SELECTED TEXT START
Direct Provider Contracting has been used for decades as a way for employers to arrange for specific health care providers to deliver a defined set of services (such as hip or knee replacement) to their employees at a discounted rate. This arrangement is markedly different than the standard approach of employers paying an insurance company for a broad range of covered health care services, with the insurer in turn reimbursing health care providers and/or employees after care is delivered.
Recently, the Centers for Medicare & Medicaid Services (CMS) – the nation’s largest payer for health care services – noted their interest in Direct Provider Contracting. But interest from CMS in Direct Provider Contracting is different in two specific ways from what has come before. Most notably, Medicare is not an employer or provider purchasing insurance, it IS the insurance. It also covers individuals nationwide, making the notion of contracting with a single provider (e.g., one hospital) impractical.
While CMS has not yet made any specific proposals public, they recently issued a Request for Information – their way of gathering information from the health care community to inform what may come next. Like it sounds, a Request for Information is a signal that CMS is interested in the concept of Direct Provider Contracting in Medicare but has not fully defined what that may mean. Examining the content of the Request for Information can help us to better understand what CMS may have in mind.
Where have I seen this before?
SELECTED TEXT END
MATERIAL PROVIDED START
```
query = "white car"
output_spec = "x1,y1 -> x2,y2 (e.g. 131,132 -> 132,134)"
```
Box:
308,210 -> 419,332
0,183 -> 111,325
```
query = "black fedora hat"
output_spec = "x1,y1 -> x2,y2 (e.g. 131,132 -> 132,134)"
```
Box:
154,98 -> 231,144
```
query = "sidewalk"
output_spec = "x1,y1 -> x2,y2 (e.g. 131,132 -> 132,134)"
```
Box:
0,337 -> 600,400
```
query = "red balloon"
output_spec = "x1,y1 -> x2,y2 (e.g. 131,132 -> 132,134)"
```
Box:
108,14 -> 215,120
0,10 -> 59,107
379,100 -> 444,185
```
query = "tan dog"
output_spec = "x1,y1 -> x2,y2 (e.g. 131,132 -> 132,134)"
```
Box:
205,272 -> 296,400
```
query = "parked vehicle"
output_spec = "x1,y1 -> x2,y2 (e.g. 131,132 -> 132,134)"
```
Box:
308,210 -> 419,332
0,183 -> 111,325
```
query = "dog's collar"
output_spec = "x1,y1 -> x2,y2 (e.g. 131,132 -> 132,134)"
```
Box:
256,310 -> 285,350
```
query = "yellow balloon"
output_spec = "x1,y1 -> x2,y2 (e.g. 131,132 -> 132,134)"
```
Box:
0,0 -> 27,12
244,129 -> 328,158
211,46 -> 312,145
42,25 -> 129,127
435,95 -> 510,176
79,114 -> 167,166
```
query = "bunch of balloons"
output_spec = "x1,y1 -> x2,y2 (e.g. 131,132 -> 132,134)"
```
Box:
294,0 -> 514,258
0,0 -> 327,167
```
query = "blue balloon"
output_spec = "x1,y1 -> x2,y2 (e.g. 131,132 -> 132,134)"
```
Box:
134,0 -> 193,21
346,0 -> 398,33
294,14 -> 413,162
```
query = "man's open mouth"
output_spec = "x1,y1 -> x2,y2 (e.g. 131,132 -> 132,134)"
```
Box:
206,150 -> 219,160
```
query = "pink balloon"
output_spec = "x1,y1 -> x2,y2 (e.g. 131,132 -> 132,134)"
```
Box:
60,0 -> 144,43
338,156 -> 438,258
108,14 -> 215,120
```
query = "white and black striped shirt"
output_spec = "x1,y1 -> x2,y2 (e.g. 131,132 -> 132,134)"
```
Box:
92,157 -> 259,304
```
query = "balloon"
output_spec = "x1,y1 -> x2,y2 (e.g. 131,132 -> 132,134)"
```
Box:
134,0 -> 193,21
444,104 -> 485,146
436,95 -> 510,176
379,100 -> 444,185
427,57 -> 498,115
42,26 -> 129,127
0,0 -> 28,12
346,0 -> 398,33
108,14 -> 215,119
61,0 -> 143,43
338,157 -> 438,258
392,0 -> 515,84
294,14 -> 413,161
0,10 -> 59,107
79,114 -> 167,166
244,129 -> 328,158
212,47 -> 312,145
MATERIAL PROVIDED END
**REQUIREMENT 1:** In the passage on Direct Provider Contracting, the sentence that describes the standard approach to paying for health care names several parties. List every party it names.
**REQUIREMENT 2:** Proceed with the passage on Direct Provider Contracting, beginning right after its final line, "Where have I seen this before?"

**EXPECTED ANSWER 1:**
- Employers
- An insurance company (the insurer)
- Health care providers
- Employees

**EXPECTED ANSWER 2:**
In the version of Direct Provider Contracting that CMS describes, Medicare beneficiaries each select a primary care practice, and the practices enter into a special billing arrangement with CMS for those beneficiaries. The hypothetical payment model they describe bears a striking resemblance to a CMS initiative that RTI currently supports: Comprehensive Primary Care Plus (CPC+). Practices in Comprehensive Primary Care Plus receive a monthly fee to manage patient care, and an annual prospective payment which is “at risk,” meaning it may be required to be paid back if certain quality targets are not met. Some practices also elect to replace part of their standard fee-for-service (FFS) payments instead as a prospective monthly payment for specific services. The aim of this payment is to increase the flexibility in where and how the practices provide care (such as offering doctors’ visits online or with a group of patients). Should CMS pursue a Direct Provider Contracting approach in the future, it is possible that it could evolve out of the CPC+ model and its predecessor.
A beneficiary-driven process?
Another potentially interesting twist on Direct Provider Contracting comes from CMS’s interest in increasing engagement by beneficiaries whose care is paid for by Medicare. The payment mechanisms in the Comprehensive Primary Care Plus effort as well as other innovation models that CMS has implemented rely on assigning a set of beneficiaries to each provider: the provider a beneficiary sees most often typically determines how beneficiaries are attributed to health care practices.
Relatively recently, CMS has begun exploring more active beneficiary engagement in its programs, a process known as “voluntary alignment.” Under voluntary alignment within a Direct Provider Contracting effort, health care practices would sign up to participate in the effort and Medicare beneficiaries would then enroll with their practices. Goals for CMS could include enhancing access to services for Medicare beneficiaries, reducing administrative burden on providers, and giving providers a revenue stream that would allow more flexibility than traditional fee-for-service models in how they offer care.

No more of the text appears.